### Completate quanto segue
A – Riformuli in forma di elenco il paragrafo della decisione che inizia con «Nel 1985, la Corte delle Assise criminali», conservandone i fatti principali.
B – Trascriva fedelmente il passo della decisione che inizia con "Visto il ricorso" e termina con "e di Milano.".

### Documento
—————

Permission to re-publish this translation has been granted by the Italian Ministry of Justice for the sole purpose of its inclusion in the Court’s database HUDOC

CORTE EUROPEA DEI DIRITTI DELL’UOMO

SECONDA SEZIONE

DECISIONE

Ricorso n. 32328/09

Vito RT PALAZZOLO



contro

Italia

La Corte europea dei diritti dell’uomo (Seconda Sezione), riunita il 24 settembre 2013 in una Camera composta da:

UT EN, presidente,
UI AI,
EE OR,
RA OP,
IL AŞ,
NE UČ,
UL NT de Albuquerque, giudici,
e da NL MI, cancelliere di sezione,

Visto il ricorso sopra menzionato proposto il 15 giugno 2009,

Dopo avere deliberato, rende la seguente decisione:

IN FATTO



1. Il ricorrente, Vito RT AZ, è un cittadino italiano, nato a [...] il [...]. È attualmente detenuto in Tailandia (Bangkok) in attesa di essere estradato in Italia. È rappresentato dinanzi alla Corte dagli avvocati B. Lauria e G. Guiso, rispettivamente del foro di Trapani e di Milano.

A. Le circostanze del caso di specie



2. I fatti della causa, come esposti dal ricorrente, si possono riassumere come segue.



1. Il procedimento penale a carico del ricorrente in Svizzera



3. Nel 1984 fu notificato al ricorrente in Svizzera un mandato di arresto italiano per sospetta partecipazione all’organizzazione di stampo mafioso CO RA (articolo 416 bis del codice penale italiano, “il CP”) e per appartenenza a un’organizzazione dedita al traffico internazionale di sostanze stupefacenti tra Roma, Palermo, Milano, New York e la Svizzera. In pendenza della sua estradizione in Italia, il ricorrente confessò alle autorità svizzere di avere commesso diversi reati connessi al traffico di sostanze stupefacenti in territorio svizzero. La sua estradizione in Italia fu allora sospesa ed egli fu sottoposto a processo per violazione aggravata della legge federale svizzera in materia di sostanze stupefacenti commessa tra il 1981 e il 1983.



4. Nel 1985, la Corte delle Assise criminali del Canton Ticino dichiarò il ricorrente colpevole di finanziamento di un traffico internazionale di sostanze stupefacenti tra la Svizzera e gli Stati Uniti dall’ottobre 1982 al marzo 1983 e lo condannò a tre anni di reclusione. Dopo una complessa serie di appelli, revisioni e nuovi processi, la pena iniziale – successivamente aumentata a tre anni e nove mesi di reclusione – divenne definitiva con sentenza del Tribunale federale svizzero del 3 maggio 1994.



5. Il ricorrente finì di espiare la pena detentiva in Svizzera il 1
o ottobre 1989.

—————

### Dati estratti
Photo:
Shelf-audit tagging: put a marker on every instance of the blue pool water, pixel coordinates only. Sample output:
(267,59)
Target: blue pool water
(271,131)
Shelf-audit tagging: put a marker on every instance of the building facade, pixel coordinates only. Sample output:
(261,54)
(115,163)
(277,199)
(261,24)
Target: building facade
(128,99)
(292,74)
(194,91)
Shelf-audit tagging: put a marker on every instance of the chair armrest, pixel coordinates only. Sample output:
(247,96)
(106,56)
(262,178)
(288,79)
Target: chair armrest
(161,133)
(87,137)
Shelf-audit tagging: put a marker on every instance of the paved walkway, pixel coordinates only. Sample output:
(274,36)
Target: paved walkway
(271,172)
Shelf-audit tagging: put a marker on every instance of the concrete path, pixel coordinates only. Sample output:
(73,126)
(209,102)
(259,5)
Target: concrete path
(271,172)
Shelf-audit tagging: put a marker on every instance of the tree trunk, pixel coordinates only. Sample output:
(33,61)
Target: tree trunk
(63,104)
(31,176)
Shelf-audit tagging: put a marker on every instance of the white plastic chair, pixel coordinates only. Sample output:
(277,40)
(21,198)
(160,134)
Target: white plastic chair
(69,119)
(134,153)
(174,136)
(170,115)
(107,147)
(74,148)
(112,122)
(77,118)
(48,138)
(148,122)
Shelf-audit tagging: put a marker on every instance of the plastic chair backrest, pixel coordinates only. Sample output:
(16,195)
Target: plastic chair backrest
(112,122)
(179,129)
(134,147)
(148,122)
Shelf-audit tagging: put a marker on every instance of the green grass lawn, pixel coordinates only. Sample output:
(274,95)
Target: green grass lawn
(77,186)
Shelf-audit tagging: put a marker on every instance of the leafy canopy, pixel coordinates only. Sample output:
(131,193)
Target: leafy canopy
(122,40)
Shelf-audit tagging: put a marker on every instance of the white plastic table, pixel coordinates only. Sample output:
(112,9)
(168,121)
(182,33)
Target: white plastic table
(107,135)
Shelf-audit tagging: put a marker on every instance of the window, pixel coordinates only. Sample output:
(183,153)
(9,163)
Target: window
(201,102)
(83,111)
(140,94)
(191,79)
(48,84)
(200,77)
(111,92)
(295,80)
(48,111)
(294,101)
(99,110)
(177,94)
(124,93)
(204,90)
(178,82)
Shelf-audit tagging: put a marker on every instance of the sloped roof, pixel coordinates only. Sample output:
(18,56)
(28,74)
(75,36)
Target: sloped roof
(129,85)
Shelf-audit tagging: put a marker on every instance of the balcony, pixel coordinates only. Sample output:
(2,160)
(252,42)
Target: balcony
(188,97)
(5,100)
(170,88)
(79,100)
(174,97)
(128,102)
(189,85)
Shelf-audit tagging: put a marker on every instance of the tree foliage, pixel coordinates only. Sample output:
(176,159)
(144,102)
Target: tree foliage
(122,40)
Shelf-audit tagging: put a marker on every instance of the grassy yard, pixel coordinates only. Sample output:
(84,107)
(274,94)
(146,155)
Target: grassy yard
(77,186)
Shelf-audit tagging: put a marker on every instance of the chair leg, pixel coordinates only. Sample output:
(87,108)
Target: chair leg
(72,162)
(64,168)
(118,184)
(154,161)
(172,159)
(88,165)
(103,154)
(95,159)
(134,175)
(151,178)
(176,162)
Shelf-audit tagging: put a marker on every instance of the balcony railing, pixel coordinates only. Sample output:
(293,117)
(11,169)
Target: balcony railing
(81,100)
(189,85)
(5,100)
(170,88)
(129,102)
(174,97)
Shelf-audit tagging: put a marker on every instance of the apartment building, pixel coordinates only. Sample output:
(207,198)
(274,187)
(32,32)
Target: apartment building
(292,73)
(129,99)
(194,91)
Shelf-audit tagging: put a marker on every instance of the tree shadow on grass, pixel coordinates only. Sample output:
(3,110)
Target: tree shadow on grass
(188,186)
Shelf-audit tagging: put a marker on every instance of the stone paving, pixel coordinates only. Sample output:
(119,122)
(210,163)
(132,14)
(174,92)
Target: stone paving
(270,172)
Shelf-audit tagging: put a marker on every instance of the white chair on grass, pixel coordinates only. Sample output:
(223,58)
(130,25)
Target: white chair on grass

—————

### Risposte ai compiti
A –
- Nel 1985 la Corte delle Assise criminali del Canton Ticino dichiarò il ricorrente colpevole di finanziamento di un traffico internazionale di sostanze stupefacenti tra la Svizzera e gli Stati Uniti, dall'ottobre 1982 al marzo 1983.
- La Corte lo condannò a tre anni di reclusione.
- Dopo una complessa serie di appelli, revisioni e nuovi processi, la pena fu aumentata a tre anni e nove mesi di reclusione.
- La pena divenne definitiva con sentenza del Tribunale federale svizzero del 3 maggio 1994.

B –
Visto il ricorso sopra menzionato proposto il 15 giugno 2009,

Dopo avere deliberato, rende la seguente decisione:

IN FATTO



1. Il ricorrente, Vito RT AZ, è un cittadino italiano, nato a [...] il [...]. È attualmente detenuto in Tailandia (Bangkok) in attesa di essere estradato in Italia. È rappresentato dinanzi alla Corte dagli avvocati B. Lauria e G. Guiso, rispettivamente del foro di Trapani e di Milano.